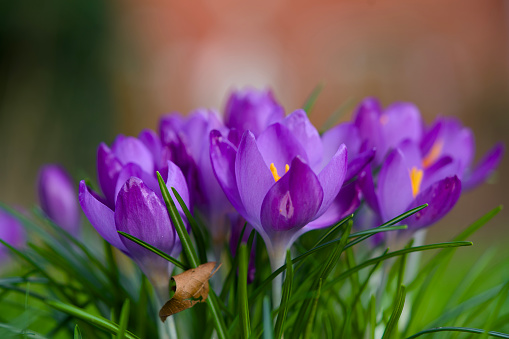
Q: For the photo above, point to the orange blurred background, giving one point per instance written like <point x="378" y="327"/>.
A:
<point x="148" y="58"/>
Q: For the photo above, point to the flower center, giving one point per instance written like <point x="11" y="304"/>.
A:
<point x="273" y="169"/>
<point x="433" y="154"/>
<point x="415" y="179"/>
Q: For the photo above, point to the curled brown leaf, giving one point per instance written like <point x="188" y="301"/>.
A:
<point x="192" y="287"/>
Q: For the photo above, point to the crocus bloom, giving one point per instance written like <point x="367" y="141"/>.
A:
<point x="404" y="183"/>
<point x="252" y="110"/>
<point x="280" y="181"/>
<point x="58" y="198"/>
<point x="136" y="206"/>
<point x="187" y="142"/>
<point x="11" y="231"/>
<point x="448" y="139"/>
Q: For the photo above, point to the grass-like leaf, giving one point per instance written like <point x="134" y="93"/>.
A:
<point x="154" y="250"/>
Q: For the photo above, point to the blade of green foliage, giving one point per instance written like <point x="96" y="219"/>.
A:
<point x="196" y="230"/>
<point x="188" y="249"/>
<point x="154" y="250"/>
<point x="268" y="330"/>
<point x="287" y="292"/>
<point x="310" y="101"/>
<point x="77" y="332"/>
<point x="242" y="292"/>
<point x="94" y="320"/>
<point x="124" y="319"/>
<point x="399" y="303"/>
<point x="459" y="329"/>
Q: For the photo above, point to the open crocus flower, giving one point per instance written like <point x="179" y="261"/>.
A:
<point x="57" y="197"/>
<point x="12" y="232"/>
<point x="186" y="140"/>
<point x="280" y="181"/>
<point x="133" y="204"/>
<point x="448" y="139"/>
<point x="405" y="183"/>
<point x="252" y="110"/>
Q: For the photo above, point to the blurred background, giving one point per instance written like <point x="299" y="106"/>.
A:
<point x="75" y="73"/>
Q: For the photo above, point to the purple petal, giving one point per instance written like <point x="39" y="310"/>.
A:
<point x="108" y="167"/>
<point x="485" y="167"/>
<point x="394" y="186"/>
<point x="58" y="198"/>
<point x="100" y="216"/>
<point x="332" y="177"/>
<point x="345" y="203"/>
<point x="278" y="145"/>
<point x="130" y="149"/>
<point x="358" y="163"/>
<point x="222" y="156"/>
<point x="302" y="129"/>
<point x="441" y="197"/>
<point x="254" y="178"/>
<point x="293" y="201"/>
<point x="141" y="213"/>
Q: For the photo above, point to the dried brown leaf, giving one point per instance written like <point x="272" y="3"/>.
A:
<point x="192" y="287"/>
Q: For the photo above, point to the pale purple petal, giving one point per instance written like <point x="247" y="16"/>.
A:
<point x="485" y="167"/>
<point x="394" y="186"/>
<point x="279" y="146"/>
<point x="332" y="177"/>
<point x="100" y="216"/>
<point x="254" y="178"/>
<point x="441" y="197"/>
<point x="293" y="201"/>
<point x="302" y="129"/>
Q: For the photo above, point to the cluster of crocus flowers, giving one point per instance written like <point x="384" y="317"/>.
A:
<point x="277" y="173"/>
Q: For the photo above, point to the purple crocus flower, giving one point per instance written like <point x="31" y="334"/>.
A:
<point x="58" y="198"/>
<point x="133" y="204"/>
<point x="448" y="139"/>
<point x="280" y="181"/>
<point x="187" y="143"/>
<point x="403" y="184"/>
<point x="252" y="110"/>
<point x="11" y="231"/>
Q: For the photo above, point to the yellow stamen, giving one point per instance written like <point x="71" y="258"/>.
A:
<point x="273" y="170"/>
<point x="415" y="179"/>
<point x="433" y="154"/>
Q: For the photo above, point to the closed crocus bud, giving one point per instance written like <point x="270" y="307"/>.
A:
<point x="11" y="231"/>
<point x="253" y="110"/>
<point x="58" y="198"/>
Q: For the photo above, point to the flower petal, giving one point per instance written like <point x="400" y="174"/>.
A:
<point x="485" y="167"/>
<point x="332" y="177"/>
<point x="141" y="213"/>
<point x="100" y="216"/>
<point x="394" y="186"/>
<point x="254" y="178"/>
<point x="222" y="157"/>
<point x="278" y="145"/>
<point x="108" y="167"/>
<point x="441" y="197"/>
<point x="302" y="129"/>
<point x="293" y="201"/>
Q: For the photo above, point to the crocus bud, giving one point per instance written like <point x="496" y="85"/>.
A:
<point x="252" y="110"/>
<point x="58" y="198"/>
<point x="11" y="231"/>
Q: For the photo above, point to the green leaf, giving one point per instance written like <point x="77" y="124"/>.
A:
<point x="287" y="291"/>
<point x="242" y="292"/>
<point x="310" y="102"/>
<point x="124" y="319"/>
<point x="94" y="320"/>
<point x="399" y="303"/>
<point x="460" y="329"/>
<point x="154" y="250"/>
<point x="77" y="332"/>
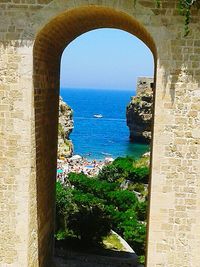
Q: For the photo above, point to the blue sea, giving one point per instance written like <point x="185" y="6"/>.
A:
<point x="97" y="138"/>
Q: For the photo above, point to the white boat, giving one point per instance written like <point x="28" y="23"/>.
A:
<point x="98" y="116"/>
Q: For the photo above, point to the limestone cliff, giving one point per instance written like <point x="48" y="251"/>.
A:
<point x="65" y="127"/>
<point x="139" y="111"/>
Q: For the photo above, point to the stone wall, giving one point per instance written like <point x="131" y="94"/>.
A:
<point x="33" y="34"/>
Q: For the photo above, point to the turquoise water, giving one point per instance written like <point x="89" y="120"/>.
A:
<point x="97" y="138"/>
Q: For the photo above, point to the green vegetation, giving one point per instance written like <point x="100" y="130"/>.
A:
<point x="112" y="242"/>
<point x="184" y="7"/>
<point x="88" y="208"/>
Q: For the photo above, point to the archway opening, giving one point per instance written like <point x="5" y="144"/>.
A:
<point x="49" y="45"/>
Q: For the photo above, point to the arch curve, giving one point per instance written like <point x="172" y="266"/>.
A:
<point x="48" y="47"/>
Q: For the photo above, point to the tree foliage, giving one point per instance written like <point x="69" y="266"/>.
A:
<point x="88" y="208"/>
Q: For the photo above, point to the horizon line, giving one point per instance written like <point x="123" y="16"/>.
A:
<point x="105" y="89"/>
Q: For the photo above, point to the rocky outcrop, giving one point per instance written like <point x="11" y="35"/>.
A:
<point x="139" y="112"/>
<point x="65" y="127"/>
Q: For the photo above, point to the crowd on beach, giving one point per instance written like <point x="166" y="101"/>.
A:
<point x="78" y="164"/>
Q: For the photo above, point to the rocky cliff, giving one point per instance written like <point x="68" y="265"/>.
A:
<point x="65" y="127"/>
<point x="139" y="111"/>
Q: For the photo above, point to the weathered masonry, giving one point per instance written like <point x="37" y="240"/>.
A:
<point x="33" y="34"/>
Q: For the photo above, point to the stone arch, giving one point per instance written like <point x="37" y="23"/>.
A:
<point x="48" y="47"/>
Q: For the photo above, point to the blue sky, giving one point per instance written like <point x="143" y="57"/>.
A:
<point x="105" y="59"/>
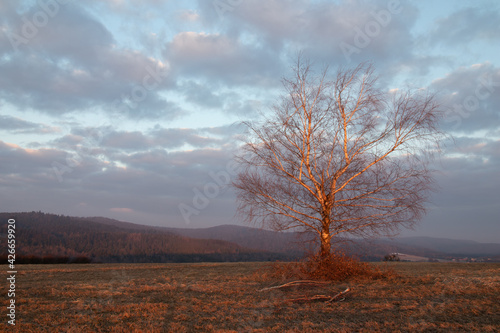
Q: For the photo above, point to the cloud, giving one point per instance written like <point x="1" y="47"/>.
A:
<point x="73" y="64"/>
<point x="221" y="58"/>
<point x="18" y="125"/>
<point x="470" y="96"/>
<point x="467" y="25"/>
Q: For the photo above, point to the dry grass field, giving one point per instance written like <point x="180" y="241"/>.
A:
<point x="224" y="297"/>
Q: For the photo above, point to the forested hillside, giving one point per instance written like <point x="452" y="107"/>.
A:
<point x="48" y="235"/>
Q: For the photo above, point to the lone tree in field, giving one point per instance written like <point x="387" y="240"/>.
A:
<point x="337" y="156"/>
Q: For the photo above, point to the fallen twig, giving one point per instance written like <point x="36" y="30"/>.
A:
<point x="315" y="298"/>
<point x="295" y="283"/>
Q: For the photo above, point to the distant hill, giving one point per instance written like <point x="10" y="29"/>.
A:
<point x="450" y="246"/>
<point x="106" y="240"/>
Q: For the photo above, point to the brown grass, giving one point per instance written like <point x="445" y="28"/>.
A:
<point x="424" y="297"/>
<point x="335" y="267"/>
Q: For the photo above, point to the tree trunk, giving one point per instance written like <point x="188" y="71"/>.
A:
<point x="325" y="244"/>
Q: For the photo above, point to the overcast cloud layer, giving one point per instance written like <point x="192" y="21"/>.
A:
<point x="132" y="109"/>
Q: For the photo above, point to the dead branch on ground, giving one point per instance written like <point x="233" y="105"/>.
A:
<point x="324" y="298"/>
<point x="295" y="284"/>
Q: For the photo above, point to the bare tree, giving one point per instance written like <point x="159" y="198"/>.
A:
<point x="337" y="156"/>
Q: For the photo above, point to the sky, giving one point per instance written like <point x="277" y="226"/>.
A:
<point x="132" y="110"/>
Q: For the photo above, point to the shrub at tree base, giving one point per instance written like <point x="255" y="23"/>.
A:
<point x="335" y="267"/>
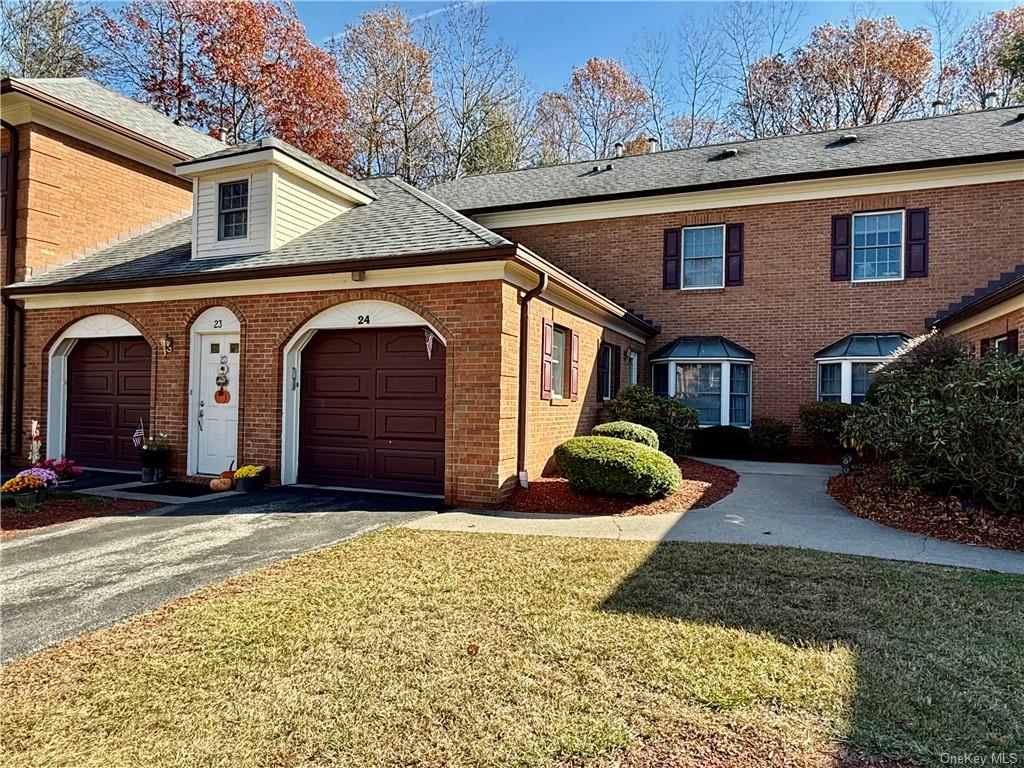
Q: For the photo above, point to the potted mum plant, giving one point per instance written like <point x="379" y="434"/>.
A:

==============================

== GOAL ==
Repeat exactly the lines in the entries from the one containing "Q: For the photo above, point to the forested" to the final line, inclusive, and nothing beyond them; skip pictures.

== EXERCISE ANSWER ==
Q: For the photo above, point to the forested hillside, giving one point per instance written like <point x="452" y="107"/>.
A:
<point x="48" y="235"/>
Q: For the photo above, point to the lone tree in field, giving one point per instance written like <point x="387" y="240"/>.
A:
<point x="337" y="156"/>
Q: For the photo above, point to the fallen twig, giving one point per instance written like <point x="36" y="30"/>.
A:
<point x="315" y="298"/>
<point x="295" y="283"/>
Q: For the photo above, point to the distant hill, giving one point per instance written like <point x="10" y="29"/>.
A:
<point x="450" y="246"/>
<point x="106" y="240"/>
Q: For the photo above, point to the brown grass, giving one point per instance written like <point x="445" y="28"/>.
A:
<point x="424" y="297"/>
<point x="335" y="267"/>
Q: For the photo above, point to the tree trunk, giving one point per instance written like <point x="188" y="71"/>.
A:
<point x="325" y="244"/>
Q: For the photo above, point to the overcast cloud layer, giving one point per instance written like <point x="192" y="21"/>.
A:
<point x="132" y="109"/>
Q: For the photo above, point to the dead branch on ground, giving one point per instance written like <point x="233" y="105"/>.
A:
<point x="324" y="298"/>
<point x="295" y="284"/>
Q: For the photo above, point to the bare tree, giving one point per instance written like <point x="159" y="198"/>.
A:
<point x="337" y="156"/>
Q: For the photo above, point to the sky, giving one point per instance written like <point x="277" y="226"/>.
A:
<point x="132" y="110"/>
Q: For the photo above, point to the shrub at tree base, giving one point per instance written like <point x="255" y="23"/>.
A:
<point x="335" y="267"/>
Q: For the photo above, point to the potted mum plant, giving one point per instance written like <point x="379" y="434"/>.
A:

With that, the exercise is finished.